** Begin **

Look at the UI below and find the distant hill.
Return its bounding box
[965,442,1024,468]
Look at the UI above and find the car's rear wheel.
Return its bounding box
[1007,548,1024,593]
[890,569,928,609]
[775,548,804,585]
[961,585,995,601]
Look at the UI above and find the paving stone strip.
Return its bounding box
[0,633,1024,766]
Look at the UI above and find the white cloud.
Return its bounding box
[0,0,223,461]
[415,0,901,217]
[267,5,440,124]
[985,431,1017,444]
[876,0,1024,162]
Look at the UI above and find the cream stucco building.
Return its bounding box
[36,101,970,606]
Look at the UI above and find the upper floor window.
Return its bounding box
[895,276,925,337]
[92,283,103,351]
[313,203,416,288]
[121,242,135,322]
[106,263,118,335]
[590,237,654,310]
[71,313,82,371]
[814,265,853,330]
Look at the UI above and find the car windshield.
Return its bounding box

** End **
** Begin **

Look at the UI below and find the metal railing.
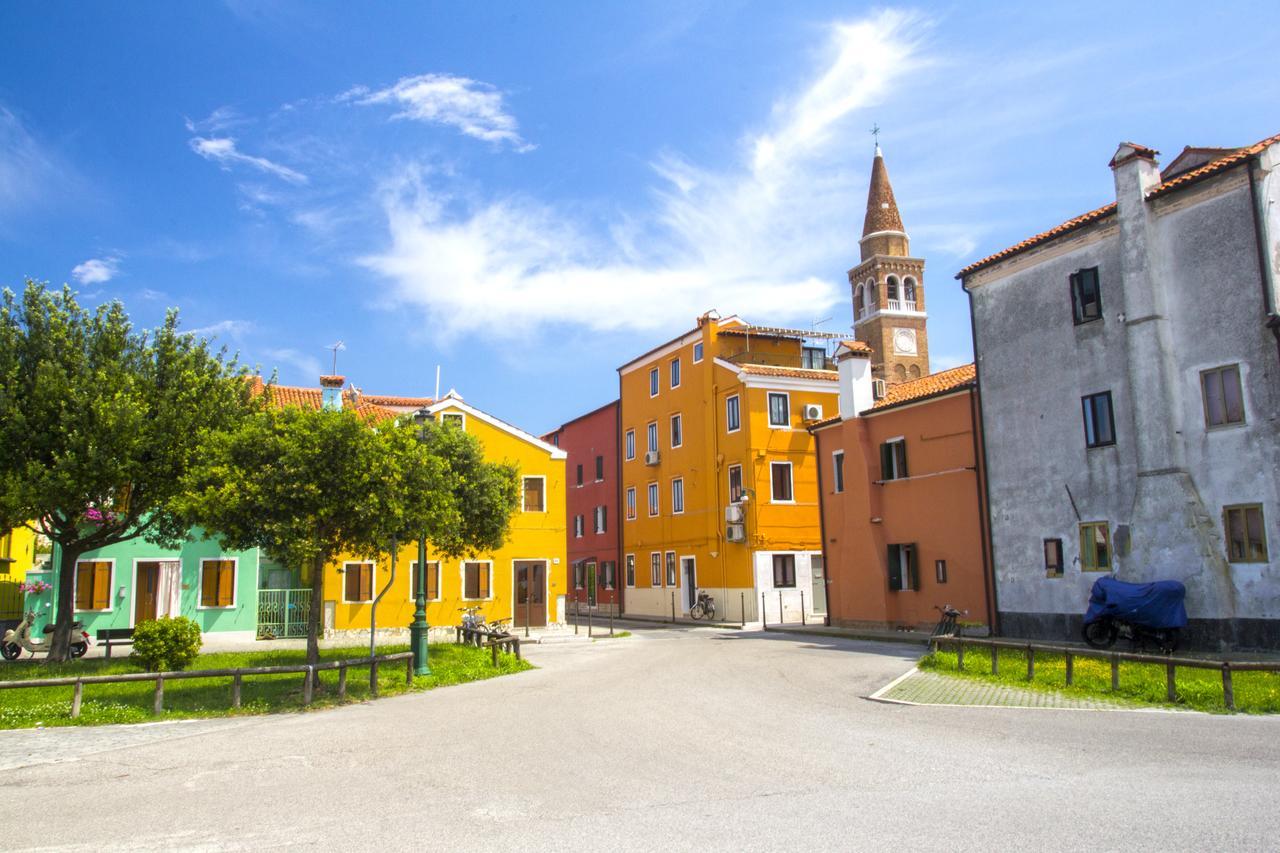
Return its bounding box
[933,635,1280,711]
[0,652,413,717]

** End **

▶ Task goal:
Return, exactly as they appear, the entries in the stretch from the line containing "Look at the UI below and find the distant" through the line containing "[36,101,970,606]", both lines included.

▶ Problem solution:
Look at the UI below and find the distant hill.
Return its bounding box
[965,442,1024,468]
Look at the UI above and find the car's rear wheel.
Return its bounding box
[1007,548,1024,593]
[890,569,928,609]
[775,548,804,585]
[961,585,995,601]
Look at the UI above and find the paving stone strip.
Return its bounding box
[0,633,1024,766]
Look at the UI above and find the white cloud.
Return its bounding box
[0,0,223,461]
[415,0,901,217]
[267,5,440,124]
[985,431,1017,444]
[876,0,1024,162]
Look at the UI above and find the cream stucco building.
Return its bounding box
[36,101,970,606]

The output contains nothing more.